> **Task goal**
Could you give the lines below again with every "in this photo" renamed to "in this image", leaving everything else unchanged?

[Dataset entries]
'''

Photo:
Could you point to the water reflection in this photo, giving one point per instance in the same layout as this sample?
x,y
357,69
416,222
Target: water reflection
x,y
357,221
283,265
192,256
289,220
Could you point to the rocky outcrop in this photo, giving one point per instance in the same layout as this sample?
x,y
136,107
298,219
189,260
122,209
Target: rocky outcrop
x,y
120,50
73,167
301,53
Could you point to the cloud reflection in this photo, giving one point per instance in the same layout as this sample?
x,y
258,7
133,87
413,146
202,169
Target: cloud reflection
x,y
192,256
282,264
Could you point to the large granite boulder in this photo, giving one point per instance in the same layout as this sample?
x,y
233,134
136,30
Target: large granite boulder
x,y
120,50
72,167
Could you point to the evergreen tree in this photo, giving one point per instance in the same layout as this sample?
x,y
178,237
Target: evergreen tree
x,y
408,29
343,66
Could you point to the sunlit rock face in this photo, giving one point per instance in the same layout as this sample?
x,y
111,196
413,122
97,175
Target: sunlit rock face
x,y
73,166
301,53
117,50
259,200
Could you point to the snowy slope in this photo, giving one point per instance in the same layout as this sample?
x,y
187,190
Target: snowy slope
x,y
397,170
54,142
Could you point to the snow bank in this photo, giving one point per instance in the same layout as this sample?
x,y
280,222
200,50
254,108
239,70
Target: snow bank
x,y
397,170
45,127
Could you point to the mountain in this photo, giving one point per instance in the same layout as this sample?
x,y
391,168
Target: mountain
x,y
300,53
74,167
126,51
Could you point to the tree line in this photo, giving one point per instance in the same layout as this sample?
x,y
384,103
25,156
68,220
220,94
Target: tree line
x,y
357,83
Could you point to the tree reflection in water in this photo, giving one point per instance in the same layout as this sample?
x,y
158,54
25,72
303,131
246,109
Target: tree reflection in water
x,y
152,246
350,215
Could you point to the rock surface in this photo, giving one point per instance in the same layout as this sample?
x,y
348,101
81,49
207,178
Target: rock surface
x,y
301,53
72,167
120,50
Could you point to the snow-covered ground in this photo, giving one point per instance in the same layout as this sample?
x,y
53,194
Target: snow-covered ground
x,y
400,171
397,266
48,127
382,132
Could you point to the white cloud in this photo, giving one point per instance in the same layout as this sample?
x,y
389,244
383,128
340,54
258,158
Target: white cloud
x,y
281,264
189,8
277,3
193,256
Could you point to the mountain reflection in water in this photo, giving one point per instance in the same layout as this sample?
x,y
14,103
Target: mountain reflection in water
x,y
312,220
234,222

'''

> **Expected output**
Photo:
Could you point to the water reflection in this image, giving one point per instance in the same layout as this sample?
x,y
357,69
416,222
Target: water reflection
x,y
357,221
283,265
192,256
289,220
Could you point to the rocky outcrop in this image, giving one point per instance in the same layout as this sample?
x,y
136,107
298,219
189,260
122,209
Target: rocky outcrop
x,y
120,50
73,167
301,53
Could you point to the cloud reflection in this image, giving one point per instance in the same layout as this sample?
x,y
258,7
133,87
413,146
202,169
Target: cloud reflection
x,y
192,256
282,264
Could you point to the large granite boulder in this image, giving one point per instance in the same layout as this sample?
x,y
233,134
136,30
Target: large granite boulder
x,y
120,50
72,167
Could you point to the evergreen tree in this image, giving one point per instance in the same layout as this sample?
x,y
178,237
Target: evergreen tree
x,y
408,29
343,66
Could you point to the sunlit rock face in this image, giving one point per instance in the same layout as this sample?
x,y
111,196
413,122
97,175
Target: sunlit rock face
x,y
73,166
301,53
117,50
259,200
Could you point to the snowy slope in this image, giving one point per instance in the same layout as this sample?
x,y
187,190
Target: snowy slope
x,y
397,170
54,142
Could you point to the snow bank in this image, giving one point per instance in the same layout as this sample?
x,y
280,222
200,50
254,108
239,70
Target: snow bank
x,y
397,170
45,127
Could you point to the mountain in this image, giving one point per instance in the same layout as this sample?
x,y
391,168
Target: mountain
x,y
300,53
74,167
126,51
Could you point to the tree line in this image, giving one point per instance in the same layout as this sample?
x,y
384,103
25,156
68,220
220,94
Target: tree line
x,y
357,83
Could you point to the tree reflection in water in this image, giving one point per instance in the same layout as this sample?
x,y
158,54
25,72
303,131
246,109
Target: tree reflection in water
x,y
152,246
350,215
Could you point to the rock surface in this image, giving one point per instance in the same layout as this sample?
x,y
348,101
81,49
207,178
Target: rock surface
x,y
301,53
72,167
120,50
Could you point to the snow-covered ground in this image, giving one point per instance in the same layout as this sample?
x,y
53,194
Target: snow-covered ground
x,y
400,171
397,266
48,127
382,132
Could you point to the white cloud in this image, giving one point per instance in the same layout as this sample?
x,y
389,244
383,128
340,54
258,158
Target: white cloud
x,y
281,264
189,8
277,3
193,256
Could you point to the mountain reflection in water in this image, giving one point per instance in the same layout as this sample?
x,y
14,103
Target: mountain reflection in water
x,y
312,220
234,222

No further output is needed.